- _THE EXERCISE_: Amend the part of the listing that opens with the line containing "Tag the blue" and closes with the line containing "the van side", replacing "integer pixel coordinates" with "whole-number pixel coordinates" and leaving all else unchanged.

** start ITEMS **

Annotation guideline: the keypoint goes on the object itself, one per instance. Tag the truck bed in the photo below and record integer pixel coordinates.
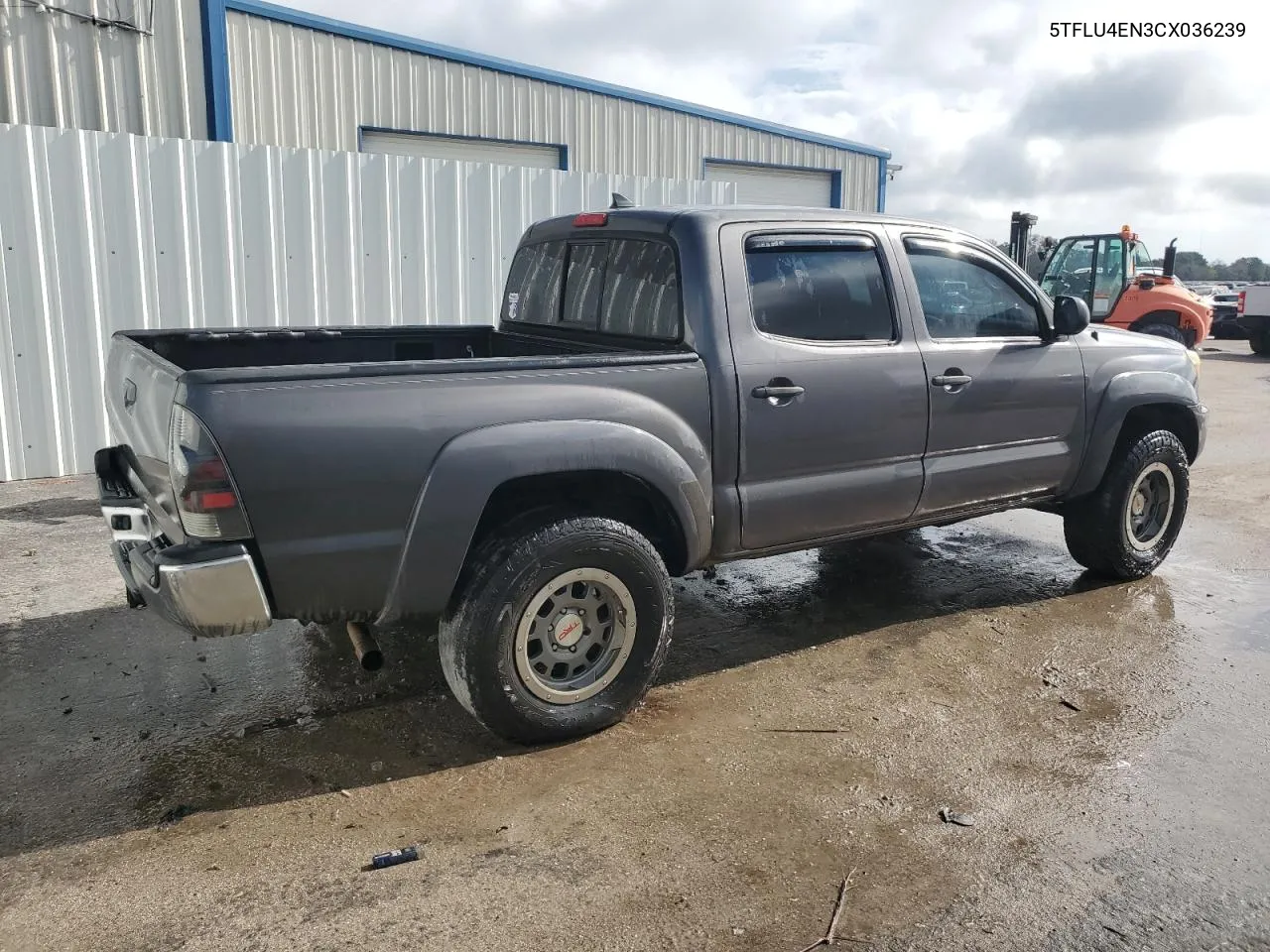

** end ITEMS **
** start ITEMS **

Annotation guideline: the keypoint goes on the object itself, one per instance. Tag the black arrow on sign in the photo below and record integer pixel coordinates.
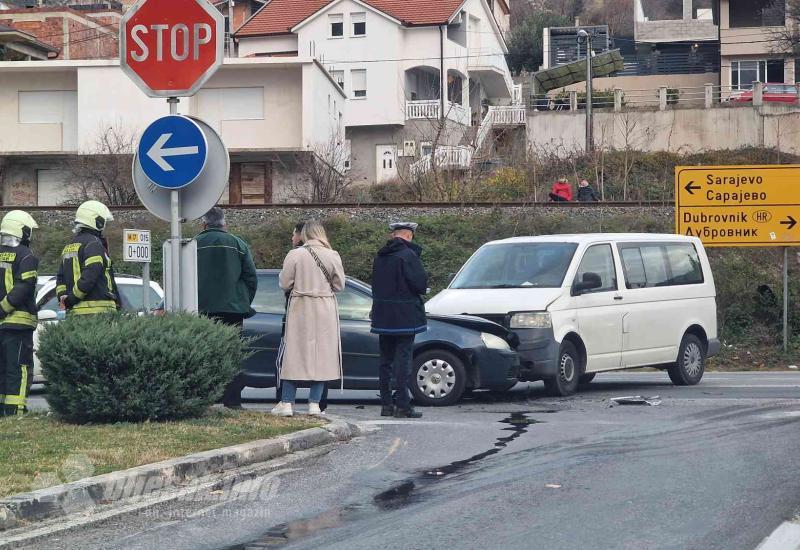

** end ITEMS **
** start ITEMS **

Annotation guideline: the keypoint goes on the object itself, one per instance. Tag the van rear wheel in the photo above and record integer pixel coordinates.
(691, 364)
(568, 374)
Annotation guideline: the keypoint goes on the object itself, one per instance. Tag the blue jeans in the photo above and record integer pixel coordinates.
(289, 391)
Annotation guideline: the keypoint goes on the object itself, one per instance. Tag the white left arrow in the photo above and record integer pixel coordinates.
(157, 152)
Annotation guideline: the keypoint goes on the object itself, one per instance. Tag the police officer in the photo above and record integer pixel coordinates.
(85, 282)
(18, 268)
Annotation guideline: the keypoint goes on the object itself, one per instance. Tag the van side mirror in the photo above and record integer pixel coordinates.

** end ITEMS **

- _PROBLEM SOLUTION_:
Annotation guideline: the keypoint goes on the object itself, one per instance. Tag the blue jeans in the photo above and record whole-number pixel coordinates.
(289, 391)
Annotation guideline: the keypoint goes on the object itself, one per instance. Tag the white left arrow in the photo above and record whole-number pixel coordinates.
(157, 152)
Annotation guideline: the keypoint goes on the object itself, one per instance. Tag the police officer in the photo above and record whole-number pixel coordinates.
(85, 282)
(18, 268)
Annotation guideline: the keypoint goes on the object itself, one per instance. Tag the van side mirror in the photo above and record whole-number pixel coordinates.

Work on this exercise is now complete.